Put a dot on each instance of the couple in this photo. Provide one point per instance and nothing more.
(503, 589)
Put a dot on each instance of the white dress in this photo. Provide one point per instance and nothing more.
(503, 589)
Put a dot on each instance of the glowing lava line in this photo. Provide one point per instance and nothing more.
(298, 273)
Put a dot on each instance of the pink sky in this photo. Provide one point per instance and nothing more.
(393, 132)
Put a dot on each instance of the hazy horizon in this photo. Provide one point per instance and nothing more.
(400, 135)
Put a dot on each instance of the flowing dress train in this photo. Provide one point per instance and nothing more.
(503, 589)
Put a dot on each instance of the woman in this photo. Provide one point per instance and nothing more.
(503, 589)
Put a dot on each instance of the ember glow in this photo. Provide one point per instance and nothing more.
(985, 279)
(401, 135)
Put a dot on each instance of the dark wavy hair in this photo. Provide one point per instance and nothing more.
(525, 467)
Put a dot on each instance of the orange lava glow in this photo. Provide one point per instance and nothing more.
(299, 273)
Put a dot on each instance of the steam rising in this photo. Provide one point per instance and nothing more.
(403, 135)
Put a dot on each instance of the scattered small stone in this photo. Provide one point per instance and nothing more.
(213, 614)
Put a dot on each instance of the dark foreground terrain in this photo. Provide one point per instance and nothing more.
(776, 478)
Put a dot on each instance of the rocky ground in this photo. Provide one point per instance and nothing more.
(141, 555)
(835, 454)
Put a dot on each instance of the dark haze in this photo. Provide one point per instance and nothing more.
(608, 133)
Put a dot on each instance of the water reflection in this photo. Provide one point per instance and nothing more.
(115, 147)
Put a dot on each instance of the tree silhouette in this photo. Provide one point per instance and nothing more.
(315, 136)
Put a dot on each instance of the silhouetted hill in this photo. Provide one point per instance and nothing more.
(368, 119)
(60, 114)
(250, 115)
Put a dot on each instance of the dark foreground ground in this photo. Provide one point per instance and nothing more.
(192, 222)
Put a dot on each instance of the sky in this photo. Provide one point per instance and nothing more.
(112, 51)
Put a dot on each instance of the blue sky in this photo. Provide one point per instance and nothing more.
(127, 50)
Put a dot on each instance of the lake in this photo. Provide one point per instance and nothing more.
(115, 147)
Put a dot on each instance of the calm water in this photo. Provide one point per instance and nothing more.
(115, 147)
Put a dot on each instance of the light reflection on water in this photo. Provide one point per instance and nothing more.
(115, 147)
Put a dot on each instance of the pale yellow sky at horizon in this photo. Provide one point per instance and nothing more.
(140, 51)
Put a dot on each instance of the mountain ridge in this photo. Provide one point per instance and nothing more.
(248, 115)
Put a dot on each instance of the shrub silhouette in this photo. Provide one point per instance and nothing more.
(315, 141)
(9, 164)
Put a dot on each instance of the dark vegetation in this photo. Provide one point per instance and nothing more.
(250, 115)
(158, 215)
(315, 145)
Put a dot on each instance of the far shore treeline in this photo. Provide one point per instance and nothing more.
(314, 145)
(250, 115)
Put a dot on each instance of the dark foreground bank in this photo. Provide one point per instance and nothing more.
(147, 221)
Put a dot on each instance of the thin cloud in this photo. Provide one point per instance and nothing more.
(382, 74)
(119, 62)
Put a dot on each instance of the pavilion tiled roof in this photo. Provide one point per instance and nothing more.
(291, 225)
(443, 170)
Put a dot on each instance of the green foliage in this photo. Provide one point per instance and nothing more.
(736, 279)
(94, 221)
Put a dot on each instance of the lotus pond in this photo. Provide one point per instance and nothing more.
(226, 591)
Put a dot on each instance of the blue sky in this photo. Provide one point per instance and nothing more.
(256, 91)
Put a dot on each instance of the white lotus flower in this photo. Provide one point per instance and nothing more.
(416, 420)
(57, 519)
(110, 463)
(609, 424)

● Task details
Reproduce all of the data exactly as given.

● Written response
Put a dot on each instance of the couple in this photo. Provide one point per instance and nothing more.
(503, 589)
Put a dot on each instance of the white dress in this photo. Provide one point per instance and nothing more.
(503, 589)
Put a dot on each instance of the glowing lava line in this photo. Provide one point per instance and nothing more.
(298, 273)
Put a dot on each instance of the pink sky in this photo. Provide one point per instance and nothing more.
(393, 132)
Put a dot on each instance of the hazy horizon in this photo. Provide one point per instance and nothing more.
(400, 135)
Put a dot on each instance of the flowing dress train in this photo. Provide one point per instance and nothing more.
(503, 589)
Put a dot on each instance of the woman in this photo. Provide one point per instance and nothing more.
(503, 589)
Put a dot on each instance of the ember glow in this photo. Provide one point per instance and nothing more.
(985, 279)
(401, 135)
Put a dot on each instance of the dark wavy hair in this photo. Provide one point per instance and nothing more.
(525, 467)
Put a dot on each instance of the orange lava glow in this photo. Provide one point per instance and nothing more.
(299, 273)
Put a dot on each instance of the steam rising in this photo. Provide one point per instance and nothing more.
(403, 135)
Put a dot on each instance of the scattered small stone in this photo. Provide one point per instance and nothing more.
(213, 614)
Put a dot on each instance of the dark foreground terrain in this photo. Provide one point per instance and nothing more.
(776, 478)
Put a dot on each instance of the rocky ground in this photo. Provide one point per instance and nothing more.
(141, 555)
(835, 454)
Put a dot on each instance of the dark haze in this photo. Provide one point per instance and nothing more.
(608, 133)
Put a dot on each instance of the water reflection in this photo. Provide one point per instance and nothing more.
(115, 147)
Put a dot on each instance of the tree silhouette in this photo. Provide one point per instance and nothing more.
(315, 136)
Put a dot on each instance of the silhouetted hill in this photo. Provide one point per instance and nothing more.
(368, 119)
(60, 114)
(250, 115)
Put a dot on each instance of the dark foreground ground in this photo. Provide one point per instance and nothing more.
(192, 222)
Put a dot on each instance of the sky in this photo. Provide one point per instance and nothing more.
(112, 51)
Put a dot on each instance of the blue sky in this photo. Provide one point per instance and nothing more.
(127, 50)
Put a dot on each instance of the lake in this photo. Provide one point per instance and nothing more.
(115, 147)
Put a dot on each instance of the calm water in this photo. Provide one point per instance and nothing more.
(115, 147)
Put a dot on each instance of the light reflection on water in this photo. Provide one point per instance and nothing more.
(115, 147)
Put a dot on each instance of the pale yellow sky at horizon in this photo. Provide one point per instance and nothing more.
(140, 51)
Put a dot on each instance of the mountain ridge in this photo. Provide one point per instance and nothing more.
(248, 115)
Put a dot on each instance of the shrub silhouette in this photo. Provide one point per instance and nothing more.
(315, 141)
(9, 164)
Put a dot on each instance of the dark vegetation in this photo. Provide one point per instance and nothing more.
(250, 115)
(158, 215)
(315, 145)
Put a dot on each instance of the far shore treeline in this photo. Provide one point per instance and nothing more.
(314, 145)
(250, 115)
Put a dot on each instance of the dark foreground bank in this photo. Provide one point per instance and nothing more.
(147, 221)
Put a dot on each instance of the thin cloud in this photo. Provide one point per instance and nothing more.
(382, 74)
(119, 62)
Put a dot on each instance of the pavilion tiled roof in this photo. Provide one point per instance and nothing more.
(291, 225)
(443, 170)
Put a dot on each instance of the green foliage in this photo. Provide one point per instance and nothing more.
(736, 279)
(94, 221)
Put a dot on each instance of the lotus pond in this photo. Provide one point per instance and nothing more.
(226, 591)
Put a dot on each instance of the blue sky in this photo. Provide one point per instance and nothing more.
(256, 91)
Put a dot on each instance of the white lotus flower in this photo. Provide one point per instance and nothing more.
(416, 420)
(57, 519)
(110, 463)
(609, 424)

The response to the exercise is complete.